**INSTRUCTIONS**:
**a.** Name each kind of animal mentioned in the August 21, 1997 journal entry below.
**b.** According to the August 21, 1997 journal entry below, where is James Hopkins from?
**c.** For each statement, decide whether the August 21, 1997 journal entry below supports it, and quote the words that settle it: (i) Jane harried 100 ptarmigan on Chandalar Shelf. (ii) The mountains grow taller as the hikers walk north. (iii) Most people ignore the writer's wave.

** BEGIN DOCUMENT EXCERPT **

August 21, 1997
We walked into another world a few days ago--the Arctic north of the Brooks Range. My friend James Hopkins, my dog Jane and I hiked through the eerie mist of Atigun Pass before we landed in a narrow, wet valley that seems to widen with each step we take.
James, from Washington, D.C., has cheerfully shared one of the wettest parts of the trip with me. Low clouds have dashed back and forth through the valley, depositing their moisture on us with each pass. It has been a soggy welcome to the high Arctic, a land of almost infinite visibility framed by the Brooks Range mountains.
The mountains--young, black, and craggy, with peaks that resemble a set of bad teeth--are getting smaller as we walk north. Soon, they won't be visible at all; they'll be replaced in our line of sight by the flatness of the North Slope.
I said goodbye to trees a week ago, just before Jane and I climbed onto Chandalar Shelf. There, Jane returned to her blissful, bushy world of ptarmigan and ground squirrels. She harried 100 ptarmigan on Chandalar Shelf; one bird, whitish with a red head, flushed past me so close I reached for it as if it were a softball.
The lack of trees here makes Jane and I visible to most of the people driving past on the Dalton Highway. The truckers sometimes give us a blast of air horn when they see Jane bouncing through the tundra. Most people return my wave with a grin.

** END DOCUMENT EXCERPT **
** BEGIN DATA **

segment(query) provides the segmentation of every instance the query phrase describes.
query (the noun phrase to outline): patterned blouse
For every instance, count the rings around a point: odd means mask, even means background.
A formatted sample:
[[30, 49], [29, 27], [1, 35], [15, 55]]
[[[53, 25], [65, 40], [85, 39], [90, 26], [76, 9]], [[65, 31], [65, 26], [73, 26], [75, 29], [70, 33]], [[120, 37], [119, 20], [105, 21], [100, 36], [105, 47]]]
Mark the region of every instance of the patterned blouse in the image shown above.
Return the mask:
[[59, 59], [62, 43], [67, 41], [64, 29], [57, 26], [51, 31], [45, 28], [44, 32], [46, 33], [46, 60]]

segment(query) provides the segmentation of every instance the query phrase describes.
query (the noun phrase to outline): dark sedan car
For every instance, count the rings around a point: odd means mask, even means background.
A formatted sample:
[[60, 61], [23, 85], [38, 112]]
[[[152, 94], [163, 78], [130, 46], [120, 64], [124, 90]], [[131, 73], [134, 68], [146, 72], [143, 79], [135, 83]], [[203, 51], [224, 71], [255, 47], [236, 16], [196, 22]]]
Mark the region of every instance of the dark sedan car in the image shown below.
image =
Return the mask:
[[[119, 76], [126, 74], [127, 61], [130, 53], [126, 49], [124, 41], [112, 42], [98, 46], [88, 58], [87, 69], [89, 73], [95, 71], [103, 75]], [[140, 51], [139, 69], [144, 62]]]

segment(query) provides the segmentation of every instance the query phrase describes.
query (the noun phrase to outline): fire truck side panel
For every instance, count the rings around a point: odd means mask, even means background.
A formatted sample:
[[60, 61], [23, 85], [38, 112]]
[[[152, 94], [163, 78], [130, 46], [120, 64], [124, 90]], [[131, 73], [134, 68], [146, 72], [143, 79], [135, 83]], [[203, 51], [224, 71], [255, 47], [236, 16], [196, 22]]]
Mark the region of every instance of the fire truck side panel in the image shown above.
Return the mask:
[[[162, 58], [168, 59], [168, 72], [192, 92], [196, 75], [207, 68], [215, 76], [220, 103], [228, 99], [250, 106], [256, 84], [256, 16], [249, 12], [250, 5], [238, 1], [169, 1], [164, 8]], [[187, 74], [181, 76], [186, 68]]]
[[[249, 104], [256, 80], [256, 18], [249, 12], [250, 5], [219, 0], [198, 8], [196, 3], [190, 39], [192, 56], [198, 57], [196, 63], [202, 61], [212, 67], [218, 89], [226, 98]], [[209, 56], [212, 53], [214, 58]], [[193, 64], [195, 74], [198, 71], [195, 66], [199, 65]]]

** END DATA **
** BEGIN DATA **

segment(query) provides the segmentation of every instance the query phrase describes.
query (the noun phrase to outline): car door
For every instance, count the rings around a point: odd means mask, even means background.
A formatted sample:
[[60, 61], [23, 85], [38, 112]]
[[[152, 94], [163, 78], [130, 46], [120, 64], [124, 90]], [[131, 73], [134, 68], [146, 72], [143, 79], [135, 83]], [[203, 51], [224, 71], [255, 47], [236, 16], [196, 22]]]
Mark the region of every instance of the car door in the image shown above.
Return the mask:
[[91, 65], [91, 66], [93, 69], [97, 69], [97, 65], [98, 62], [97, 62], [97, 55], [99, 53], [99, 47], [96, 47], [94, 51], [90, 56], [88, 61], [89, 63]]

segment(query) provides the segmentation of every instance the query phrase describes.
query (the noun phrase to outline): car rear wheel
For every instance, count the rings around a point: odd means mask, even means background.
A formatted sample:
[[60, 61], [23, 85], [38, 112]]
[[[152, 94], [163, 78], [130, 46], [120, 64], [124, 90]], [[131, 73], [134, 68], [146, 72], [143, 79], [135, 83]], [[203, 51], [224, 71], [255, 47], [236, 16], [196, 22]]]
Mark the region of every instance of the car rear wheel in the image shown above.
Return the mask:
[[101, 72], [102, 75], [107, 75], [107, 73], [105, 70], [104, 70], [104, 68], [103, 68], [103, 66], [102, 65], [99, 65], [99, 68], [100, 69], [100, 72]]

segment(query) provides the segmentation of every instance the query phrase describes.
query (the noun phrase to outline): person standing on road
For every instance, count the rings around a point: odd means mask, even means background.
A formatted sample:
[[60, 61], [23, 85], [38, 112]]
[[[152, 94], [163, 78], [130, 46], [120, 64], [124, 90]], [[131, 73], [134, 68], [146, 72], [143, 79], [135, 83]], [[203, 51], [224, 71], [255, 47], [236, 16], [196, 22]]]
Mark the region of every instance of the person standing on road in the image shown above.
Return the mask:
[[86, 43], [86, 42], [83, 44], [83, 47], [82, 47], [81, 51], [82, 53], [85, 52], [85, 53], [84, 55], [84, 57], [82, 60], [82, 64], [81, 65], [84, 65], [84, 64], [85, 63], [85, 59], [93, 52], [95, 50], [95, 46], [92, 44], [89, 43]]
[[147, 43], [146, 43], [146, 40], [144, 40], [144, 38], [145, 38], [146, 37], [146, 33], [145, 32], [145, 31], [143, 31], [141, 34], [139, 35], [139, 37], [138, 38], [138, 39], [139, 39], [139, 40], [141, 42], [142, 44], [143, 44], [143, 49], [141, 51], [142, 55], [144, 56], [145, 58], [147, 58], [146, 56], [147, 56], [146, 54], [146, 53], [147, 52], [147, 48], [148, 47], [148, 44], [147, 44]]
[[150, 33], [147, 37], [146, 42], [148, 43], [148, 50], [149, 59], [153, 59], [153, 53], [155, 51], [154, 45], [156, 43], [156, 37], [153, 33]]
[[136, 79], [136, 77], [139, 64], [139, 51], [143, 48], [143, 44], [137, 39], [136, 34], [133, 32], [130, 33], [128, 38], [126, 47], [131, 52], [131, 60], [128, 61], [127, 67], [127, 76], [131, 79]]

** END DATA **

**THE SOLUTIONS**:
**a.** Dog, ptarmigan, ground squirrels

**b.** Washington, D.C.

**c.**
(i) Yes: "She harried 100 ptarmigan on Chandalar Shelf"
(ii) No: "are getting smaller as we walk north"
(iii) No: "Most people return my wave with a grin."